Permintaan tertulis 1: Menurut berita tentang drone di bawah, peraturan menteri apa yang memuat pengetatan pengoperasian drone?
Permintaan tertulis 2: Ringkaslah berita tentang drone di bawah dalam dua kalimat.

Kutipan dokumen:
---

Senin 23 May 2016 15:37 WIB

Kemenhub Perketat Operasional Drone

Red: Nur Aini
Drone
Foto: EPA
Drone

REPUBLIKA.CO.ID, JAKARTA -- Direktur Jenderal Perhubungan Udara Kementerian Perhubungan memperketat pengoperasian pesawat tanpa awak atau drone bagi masyarakat umum guna mengantisipasi hal-hal yang membahayakan keselamatan penerbangan sipil.

Direktur Navigasi Ditjen Perhubungan Udara Kemenhub Novie Rianto mengatakan, pengetatan pengoperasian drone tersebut telah dituangkan dalam Peraturan Menteri Nomor 47 Tahun 2016 tentang Perubahan atas PM 180 tahun 2015 tentang Pengendalian Pengoperasian Sistem Pesawat Udara Tanpa Awak di Ruang Udara yang Dilayani Indonesia.

Novie menjelaskan, dalam perubahan peraturan tersebut, pihak Kemenhub atau TNI diberikan kewenangan untuk menindaklanjuti drone yang sedang diterbangkan apabila dinilai membahayakan penerbangan dengan cara dijatuhkan atau ditembak dengan alat khusus, seperti drone-jamming.

"Melihat ancamannya ke penerbangan sipil, kita mengamendemen peraturan ini sehingga kita bisa proaktif untuk mengambil langkah, seperti menjatuhkan dan sebagainya," katanya, di Jakarta, Senin (23/5).

Hal ini karena, dia menyebutkan salah satu kejadian, yakni ditemukan drone tengah memotret pesawat di mana ketinggiannya jauh melebihi ketinggian pesawat tersebut di Yogyakarta. Ia mengatakan, dalam peraturan yang sebelumnya, yakni PM 180 Tahun 2015, Kemenhub hanya memiliki kewenangan preventif, seperti melarang, dan bukan kewenangan represif untuk menindak.

---

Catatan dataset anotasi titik
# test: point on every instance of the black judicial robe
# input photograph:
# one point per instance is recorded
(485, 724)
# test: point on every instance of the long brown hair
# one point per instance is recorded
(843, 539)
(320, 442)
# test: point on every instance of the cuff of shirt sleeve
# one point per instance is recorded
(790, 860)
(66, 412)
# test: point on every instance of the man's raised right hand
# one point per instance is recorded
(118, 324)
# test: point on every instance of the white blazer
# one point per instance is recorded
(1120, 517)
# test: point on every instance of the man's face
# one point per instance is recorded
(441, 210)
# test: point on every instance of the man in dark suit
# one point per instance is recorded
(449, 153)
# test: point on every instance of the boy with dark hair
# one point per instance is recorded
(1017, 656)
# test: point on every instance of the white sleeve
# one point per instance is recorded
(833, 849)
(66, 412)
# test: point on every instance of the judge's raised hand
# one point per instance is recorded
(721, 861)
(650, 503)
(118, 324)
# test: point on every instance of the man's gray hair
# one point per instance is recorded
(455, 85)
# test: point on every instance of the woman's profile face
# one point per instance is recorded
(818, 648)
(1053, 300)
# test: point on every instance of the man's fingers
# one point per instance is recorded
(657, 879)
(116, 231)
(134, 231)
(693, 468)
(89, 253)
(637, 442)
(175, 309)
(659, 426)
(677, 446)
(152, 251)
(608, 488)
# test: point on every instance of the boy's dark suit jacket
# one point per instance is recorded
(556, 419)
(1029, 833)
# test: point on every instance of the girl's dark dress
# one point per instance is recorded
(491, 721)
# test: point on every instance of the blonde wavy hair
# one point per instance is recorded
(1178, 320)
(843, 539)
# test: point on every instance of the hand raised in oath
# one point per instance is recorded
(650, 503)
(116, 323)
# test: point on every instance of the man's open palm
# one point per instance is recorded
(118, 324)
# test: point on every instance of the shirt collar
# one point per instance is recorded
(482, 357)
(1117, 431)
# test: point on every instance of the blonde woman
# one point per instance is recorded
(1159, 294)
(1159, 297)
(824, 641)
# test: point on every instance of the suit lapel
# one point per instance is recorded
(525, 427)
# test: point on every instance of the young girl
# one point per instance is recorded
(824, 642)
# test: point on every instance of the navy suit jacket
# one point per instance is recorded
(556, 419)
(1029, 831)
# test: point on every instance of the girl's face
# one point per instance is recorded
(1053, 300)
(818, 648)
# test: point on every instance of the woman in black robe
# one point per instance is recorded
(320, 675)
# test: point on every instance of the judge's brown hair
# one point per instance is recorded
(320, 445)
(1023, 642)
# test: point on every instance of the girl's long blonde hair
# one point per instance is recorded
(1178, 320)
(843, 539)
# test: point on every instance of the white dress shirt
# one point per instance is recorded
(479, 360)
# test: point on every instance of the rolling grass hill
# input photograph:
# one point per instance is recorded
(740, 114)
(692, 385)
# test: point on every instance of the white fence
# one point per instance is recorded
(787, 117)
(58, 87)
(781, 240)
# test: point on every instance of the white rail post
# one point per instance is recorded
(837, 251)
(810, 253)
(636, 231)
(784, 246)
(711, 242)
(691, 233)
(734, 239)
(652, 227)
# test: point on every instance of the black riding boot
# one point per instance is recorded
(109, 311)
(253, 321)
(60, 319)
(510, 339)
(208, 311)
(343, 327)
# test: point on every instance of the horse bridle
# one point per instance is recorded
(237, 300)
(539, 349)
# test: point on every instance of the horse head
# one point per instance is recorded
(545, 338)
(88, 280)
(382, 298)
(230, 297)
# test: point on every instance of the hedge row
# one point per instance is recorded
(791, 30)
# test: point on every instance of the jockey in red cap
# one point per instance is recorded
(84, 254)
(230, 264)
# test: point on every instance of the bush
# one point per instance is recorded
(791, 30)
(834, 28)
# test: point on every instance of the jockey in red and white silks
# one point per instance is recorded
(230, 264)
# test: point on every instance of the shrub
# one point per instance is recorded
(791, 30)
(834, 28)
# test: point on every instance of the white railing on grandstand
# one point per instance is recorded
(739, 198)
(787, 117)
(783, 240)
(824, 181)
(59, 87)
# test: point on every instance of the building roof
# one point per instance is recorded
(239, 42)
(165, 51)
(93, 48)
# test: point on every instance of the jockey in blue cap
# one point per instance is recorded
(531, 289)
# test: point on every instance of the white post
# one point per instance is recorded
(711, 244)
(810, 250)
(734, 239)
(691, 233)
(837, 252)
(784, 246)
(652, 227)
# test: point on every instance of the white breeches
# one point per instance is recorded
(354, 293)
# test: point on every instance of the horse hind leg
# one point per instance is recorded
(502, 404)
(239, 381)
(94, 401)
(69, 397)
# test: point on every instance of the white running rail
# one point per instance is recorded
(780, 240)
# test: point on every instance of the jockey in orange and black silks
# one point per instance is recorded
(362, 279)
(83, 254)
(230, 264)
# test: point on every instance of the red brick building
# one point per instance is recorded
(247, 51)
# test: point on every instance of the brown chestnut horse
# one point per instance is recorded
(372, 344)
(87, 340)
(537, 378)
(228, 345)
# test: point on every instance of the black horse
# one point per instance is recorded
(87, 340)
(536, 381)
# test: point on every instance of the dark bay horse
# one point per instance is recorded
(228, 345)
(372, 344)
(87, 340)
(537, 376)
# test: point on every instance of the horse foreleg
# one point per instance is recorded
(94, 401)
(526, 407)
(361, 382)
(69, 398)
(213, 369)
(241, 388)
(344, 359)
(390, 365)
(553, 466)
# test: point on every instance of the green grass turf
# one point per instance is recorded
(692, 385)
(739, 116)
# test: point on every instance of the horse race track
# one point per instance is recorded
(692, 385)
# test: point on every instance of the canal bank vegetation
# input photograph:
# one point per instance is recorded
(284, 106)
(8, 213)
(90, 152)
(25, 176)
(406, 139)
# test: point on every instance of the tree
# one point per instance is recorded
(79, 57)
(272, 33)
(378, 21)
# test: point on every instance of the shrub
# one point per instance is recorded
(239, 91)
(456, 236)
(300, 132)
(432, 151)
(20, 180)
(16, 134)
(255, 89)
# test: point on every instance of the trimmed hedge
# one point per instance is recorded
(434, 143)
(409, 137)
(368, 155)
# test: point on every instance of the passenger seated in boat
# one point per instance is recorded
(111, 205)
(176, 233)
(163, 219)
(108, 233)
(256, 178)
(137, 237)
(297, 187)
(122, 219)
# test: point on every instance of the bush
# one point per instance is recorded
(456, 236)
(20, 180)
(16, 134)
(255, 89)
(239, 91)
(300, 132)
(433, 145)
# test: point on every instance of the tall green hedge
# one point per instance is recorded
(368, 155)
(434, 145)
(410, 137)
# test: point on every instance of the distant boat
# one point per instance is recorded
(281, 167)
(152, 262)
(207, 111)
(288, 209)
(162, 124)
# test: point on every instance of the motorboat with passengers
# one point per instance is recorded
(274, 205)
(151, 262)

---

Hasil yang benar 1: Peraturan Menteri Nomor 47 Tahun 2016 tentang Perubahan atas PM 180 Tahun 2015.

Hasil yang benar 2: Direktorat Jenderal Perhubungan Udara Kemenhub memperketat pengoperasian drone bagi masyarakat umum melalui Peraturan Menteri Nomor 47 Tahun 2016, yang mengubah PM 180 Tahun 2015, untuk mengantisipasi bahaya bagi keselamatan penerbangan sipil. Dengan perubahan itu, Kemenhub atau TNI berwenang menjatuhkan atau menembak drone yang dinilai membahayakan penerbangan, sedangkan sebelumnya Kemenhub hanya memiliki kewenangan preventif seperti melarang.